Directive
Return the following material verbatim, reproducing every line without alteration.

— START Data excerpts —

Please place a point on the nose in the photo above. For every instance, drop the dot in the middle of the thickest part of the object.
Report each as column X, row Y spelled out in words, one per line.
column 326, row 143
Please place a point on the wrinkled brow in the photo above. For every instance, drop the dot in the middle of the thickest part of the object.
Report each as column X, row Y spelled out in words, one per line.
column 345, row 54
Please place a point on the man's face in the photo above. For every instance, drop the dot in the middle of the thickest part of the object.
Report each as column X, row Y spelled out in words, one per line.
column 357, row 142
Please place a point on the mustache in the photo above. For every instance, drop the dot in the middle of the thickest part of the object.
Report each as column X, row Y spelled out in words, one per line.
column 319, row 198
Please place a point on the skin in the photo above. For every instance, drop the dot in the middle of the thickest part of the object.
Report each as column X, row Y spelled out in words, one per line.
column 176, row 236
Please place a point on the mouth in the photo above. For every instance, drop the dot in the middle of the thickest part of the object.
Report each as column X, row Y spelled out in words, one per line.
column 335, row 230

— END Data excerpts —

Full response
Please place a point on the nose in the photo above. For every instance, drop the dot in the middle of the thickest part of the object.
Report each as column X, row Y spelled out in words, one per line.
column 326, row 143
Please place a point on the wrinkled brow in the photo above. For every instance, drop the dot in the middle of the thickest part of the object.
Report each as column X, row Y spelled out in words, one per line.
column 345, row 54
Please place a point on the man's face in the photo above. For every instance, drop the dot in the middle of the thickest part of the object.
Report each as column X, row Y spelled out in words, one per line.
column 357, row 142
Please place a point on the mustache in the photo above. For every instance, drop the dot in the middle of the thickest part of the object.
Report each as column X, row Y spelled out in words, one per line.
column 319, row 198
Please place a point on the skin in the photo above. For every instance, drop the dot in the middle of the thickest part of the object.
Report each as column X, row Y spelled out in words, one per line.
column 176, row 236
Please place a point on the mouth in the photo above. For every instance, drop the dot in the middle of the thickest part of the object.
Report each as column X, row Y spelled out in words, one per line.
column 335, row 230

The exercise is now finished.